### REQUIREMENT
Each entry that follows is to be retyped exactly. Pictures do not belong in the copy.

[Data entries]
--------------------------------
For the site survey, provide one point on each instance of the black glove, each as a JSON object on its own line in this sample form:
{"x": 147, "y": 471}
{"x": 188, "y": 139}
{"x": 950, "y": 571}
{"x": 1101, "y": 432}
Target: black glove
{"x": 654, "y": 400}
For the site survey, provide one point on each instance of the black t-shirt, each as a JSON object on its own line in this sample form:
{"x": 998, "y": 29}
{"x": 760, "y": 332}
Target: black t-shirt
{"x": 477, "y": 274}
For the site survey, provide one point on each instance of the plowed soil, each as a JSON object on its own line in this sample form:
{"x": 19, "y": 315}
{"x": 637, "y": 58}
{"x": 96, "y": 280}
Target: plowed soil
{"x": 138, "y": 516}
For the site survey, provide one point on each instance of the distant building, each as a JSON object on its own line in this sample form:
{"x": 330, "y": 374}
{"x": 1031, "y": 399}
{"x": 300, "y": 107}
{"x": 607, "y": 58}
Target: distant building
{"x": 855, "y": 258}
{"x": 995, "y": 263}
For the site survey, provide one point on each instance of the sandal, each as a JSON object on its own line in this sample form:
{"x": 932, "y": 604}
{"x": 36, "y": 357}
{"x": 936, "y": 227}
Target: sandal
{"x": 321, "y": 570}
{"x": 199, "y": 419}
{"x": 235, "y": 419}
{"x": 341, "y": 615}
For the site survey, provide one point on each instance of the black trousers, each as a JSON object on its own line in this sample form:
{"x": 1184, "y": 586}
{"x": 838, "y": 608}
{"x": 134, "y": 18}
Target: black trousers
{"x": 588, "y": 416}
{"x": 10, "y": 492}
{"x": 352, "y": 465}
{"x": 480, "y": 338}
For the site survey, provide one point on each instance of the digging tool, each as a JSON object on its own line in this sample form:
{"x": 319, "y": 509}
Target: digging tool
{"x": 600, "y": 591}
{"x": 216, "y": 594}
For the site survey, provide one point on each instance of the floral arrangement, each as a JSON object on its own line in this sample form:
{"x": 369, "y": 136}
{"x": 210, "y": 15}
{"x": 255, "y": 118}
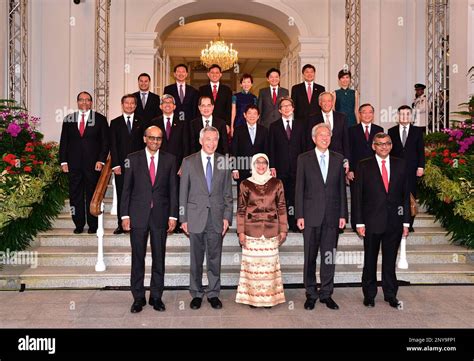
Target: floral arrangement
{"x": 32, "y": 187}
{"x": 447, "y": 189}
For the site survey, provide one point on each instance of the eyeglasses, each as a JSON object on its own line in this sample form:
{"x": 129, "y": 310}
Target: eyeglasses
{"x": 154, "y": 139}
{"x": 386, "y": 144}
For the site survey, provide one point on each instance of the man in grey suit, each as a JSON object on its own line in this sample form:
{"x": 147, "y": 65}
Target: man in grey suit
{"x": 321, "y": 209}
{"x": 268, "y": 98}
{"x": 205, "y": 200}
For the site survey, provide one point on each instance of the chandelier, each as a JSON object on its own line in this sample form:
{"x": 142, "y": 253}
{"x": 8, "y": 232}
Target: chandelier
{"x": 218, "y": 52}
--------------------------------
### RESULT FOR THIS TASK
For the site survey, provide one point on each instance of the black glove, each as a JSON object on its own line in this sample form:
{"x": 147, "y": 471}
{"x": 188, "y": 139}
{"x": 950, "y": 571}
{"x": 1101, "y": 432}
Target: black glove
{"x": 654, "y": 400}
For the site survey, provide one point on each instance of the black t-shirt, each as a JSON object on its own line in this sample form:
{"x": 998, "y": 29}
{"x": 760, "y": 332}
Target: black t-shirt
{"x": 477, "y": 274}
For the site survey, provide one point on each instance of the plowed soil, each as a JSON object on its own line in this sample form:
{"x": 19, "y": 315}
{"x": 637, "y": 58}
{"x": 96, "y": 280}
Target: plowed soil
{"x": 138, "y": 516}
For the site survey, provide one point on each instance of the distant building, each as a JSON object on its own line in this sample form:
{"x": 330, "y": 374}
{"x": 1031, "y": 399}
{"x": 300, "y": 107}
{"x": 607, "y": 58}
Target: distant building
{"x": 855, "y": 258}
{"x": 995, "y": 263}
For the site survey, provide one point on each instance of the sandal, each as a JSON object on its own line in this sample form:
{"x": 932, "y": 604}
{"x": 36, "y": 357}
{"x": 936, "y": 227}
Target: sandal
{"x": 321, "y": 570}
{"x": 199, "y": 419}
{"x": 235, "y": 419}
{"x": 341, "y": 615}
For the site survey, provide one point on each instance of the black trousers, each as a JSON object on its own line in this sample form:
{"x": 1184, "y": 586}
{"x": 838, "y": 608}
{"x": 134, "y": 18}
Target: black trousers
{"x": 588, "y": 416}
{"x": 10, "y": 492}
{"x": 352, "y": 465}
{"x": 480, "y": 338}
For the site survey, provide one point on each instance of the digging tool, each as a JSON object on its own line in this sample form:
{"x": 319, "y": 509}
Target: digging tool
{"x": 600, "y": 591}
{"x": 216, "y": 594}
For the site survey, provide one point on each instance of the floral arrangement, each as a JSON object on its own line in this sample form:
{"x": 369, "y": 136}
{"x": 210, "y": 15}
{"x": 255, "y": 118}
Target: floral arrangement
{"x": 32, "y": 187}
{"x": 447, "y": 189}
For the site survey, provide one point on each instance of the eyeglasses, each as a JSON object on its own line in this sample form:
{"x": 129, "y": 310}
Target: eyeglasses
{"x": 154, "y": 139}
{"x": 386, "y": 144}
For the site survey, provide one point on each instance of the man in grey suit, each as a JSON object on its own line in this sample form:
{"x": 147, "y": 65}
Target: man in grey suit
{"x": 321, "y": 209}
{"x": 268, "y": 98}
{"x": 205, "y": 200}
For the site survey, provide one point on each instance of the chandelier, each as a JSON object on its own line in this sample form:
{"x": 142, "y": 253}
{"x": 8, "y": 232}
Target: chandelier
{"x": 218, "y": 52}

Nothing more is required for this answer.